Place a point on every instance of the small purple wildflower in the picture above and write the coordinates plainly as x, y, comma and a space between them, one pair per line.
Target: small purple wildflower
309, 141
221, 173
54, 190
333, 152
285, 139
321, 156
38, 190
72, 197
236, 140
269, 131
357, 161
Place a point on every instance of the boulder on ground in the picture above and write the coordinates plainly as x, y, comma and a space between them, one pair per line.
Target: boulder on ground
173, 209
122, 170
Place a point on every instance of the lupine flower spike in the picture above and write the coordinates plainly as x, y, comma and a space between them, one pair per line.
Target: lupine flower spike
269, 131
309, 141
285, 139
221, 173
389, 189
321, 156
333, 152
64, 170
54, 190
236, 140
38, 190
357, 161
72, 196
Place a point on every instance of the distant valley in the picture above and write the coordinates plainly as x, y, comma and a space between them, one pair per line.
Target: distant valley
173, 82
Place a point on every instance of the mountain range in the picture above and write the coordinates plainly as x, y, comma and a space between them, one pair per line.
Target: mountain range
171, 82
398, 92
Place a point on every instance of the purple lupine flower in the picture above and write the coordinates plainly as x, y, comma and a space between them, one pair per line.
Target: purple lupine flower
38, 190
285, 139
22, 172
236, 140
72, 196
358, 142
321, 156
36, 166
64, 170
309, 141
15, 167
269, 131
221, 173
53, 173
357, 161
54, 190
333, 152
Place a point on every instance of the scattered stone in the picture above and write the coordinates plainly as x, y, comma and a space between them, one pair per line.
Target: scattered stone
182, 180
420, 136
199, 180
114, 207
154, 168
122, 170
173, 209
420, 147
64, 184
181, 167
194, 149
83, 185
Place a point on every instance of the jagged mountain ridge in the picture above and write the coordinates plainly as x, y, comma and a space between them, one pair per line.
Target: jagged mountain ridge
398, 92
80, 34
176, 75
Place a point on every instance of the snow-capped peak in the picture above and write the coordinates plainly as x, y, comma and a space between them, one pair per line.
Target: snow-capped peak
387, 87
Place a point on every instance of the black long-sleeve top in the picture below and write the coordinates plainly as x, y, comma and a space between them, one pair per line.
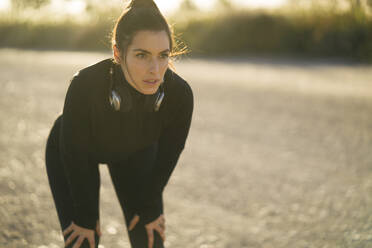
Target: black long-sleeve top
92, 133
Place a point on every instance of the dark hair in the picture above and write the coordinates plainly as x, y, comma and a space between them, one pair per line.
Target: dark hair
142, 15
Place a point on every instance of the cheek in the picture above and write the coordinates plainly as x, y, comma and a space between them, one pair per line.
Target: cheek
138, 68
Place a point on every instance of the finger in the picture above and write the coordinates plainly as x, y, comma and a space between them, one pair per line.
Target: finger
133, 222
78, 242
70, 238
161, 232
91, 242
150, 234
67, 230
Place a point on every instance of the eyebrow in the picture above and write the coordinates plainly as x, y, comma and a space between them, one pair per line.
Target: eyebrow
145, 51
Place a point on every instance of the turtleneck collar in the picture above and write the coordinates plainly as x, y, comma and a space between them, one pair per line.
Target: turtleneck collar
121, 78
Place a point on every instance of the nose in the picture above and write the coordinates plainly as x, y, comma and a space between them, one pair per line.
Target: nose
154, 66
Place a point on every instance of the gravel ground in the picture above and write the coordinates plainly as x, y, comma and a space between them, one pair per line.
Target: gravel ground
279, 154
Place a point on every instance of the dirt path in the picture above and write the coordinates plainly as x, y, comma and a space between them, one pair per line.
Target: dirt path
279, 155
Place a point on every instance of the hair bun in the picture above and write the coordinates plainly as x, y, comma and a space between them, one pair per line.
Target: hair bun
143, 3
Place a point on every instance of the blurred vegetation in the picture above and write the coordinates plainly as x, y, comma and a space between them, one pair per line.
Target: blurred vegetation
333, 28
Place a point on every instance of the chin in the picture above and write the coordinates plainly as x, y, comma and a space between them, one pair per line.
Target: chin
150, 91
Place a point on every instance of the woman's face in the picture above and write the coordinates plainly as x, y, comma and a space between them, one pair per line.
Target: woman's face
146, 60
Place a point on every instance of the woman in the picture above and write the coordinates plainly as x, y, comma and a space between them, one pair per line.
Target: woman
132, 113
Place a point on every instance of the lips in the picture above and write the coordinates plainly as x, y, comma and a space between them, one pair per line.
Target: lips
151, 81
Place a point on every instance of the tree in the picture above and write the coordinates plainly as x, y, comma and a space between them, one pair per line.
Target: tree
188, 5
22, 4
224, 4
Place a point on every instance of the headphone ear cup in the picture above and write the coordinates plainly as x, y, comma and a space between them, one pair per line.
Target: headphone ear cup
126, 99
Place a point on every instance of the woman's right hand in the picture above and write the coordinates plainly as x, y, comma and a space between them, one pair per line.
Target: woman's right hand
82, 232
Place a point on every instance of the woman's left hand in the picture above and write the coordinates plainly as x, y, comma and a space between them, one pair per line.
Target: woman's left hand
158, 225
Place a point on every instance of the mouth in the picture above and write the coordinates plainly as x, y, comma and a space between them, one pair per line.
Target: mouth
151, 82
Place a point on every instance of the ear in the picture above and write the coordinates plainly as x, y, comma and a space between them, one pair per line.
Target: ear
117, 54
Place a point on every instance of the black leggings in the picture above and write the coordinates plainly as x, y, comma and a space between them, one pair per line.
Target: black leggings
126, 177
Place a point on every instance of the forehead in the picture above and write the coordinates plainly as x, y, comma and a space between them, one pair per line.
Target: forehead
152, 41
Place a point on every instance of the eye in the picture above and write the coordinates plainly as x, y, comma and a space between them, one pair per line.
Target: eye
140, 55
165, 55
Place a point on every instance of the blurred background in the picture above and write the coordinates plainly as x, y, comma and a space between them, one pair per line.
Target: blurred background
308, 28
279, 153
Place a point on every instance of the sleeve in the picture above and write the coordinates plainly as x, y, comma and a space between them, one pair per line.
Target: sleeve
170, 146
75, 143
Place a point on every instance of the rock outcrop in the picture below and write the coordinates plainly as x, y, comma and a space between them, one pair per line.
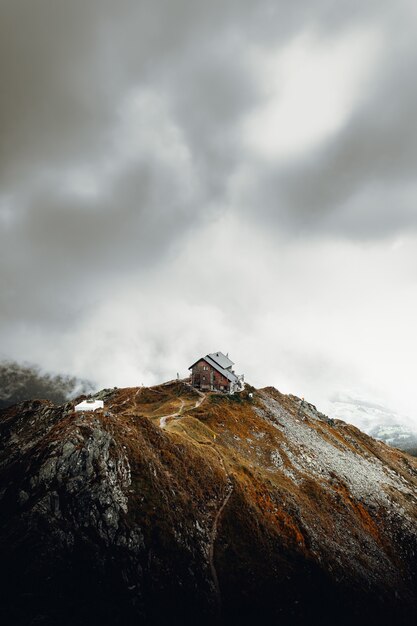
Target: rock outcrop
170, 507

━━━━━━━━━━━━━━━━

## Exercise description:
Each line holding the word "below" must be copied from the data.

## Response to the task:
Place a point on every instance of the black long-sleeve top in the picture below and write the coordinates plainly as x, y, comma and a space between them, one pair per line.
Place a point on every instance of the rock outcrop in the picture below and write the coordinates plainly as x, y, comma and a space between them, one pair per line.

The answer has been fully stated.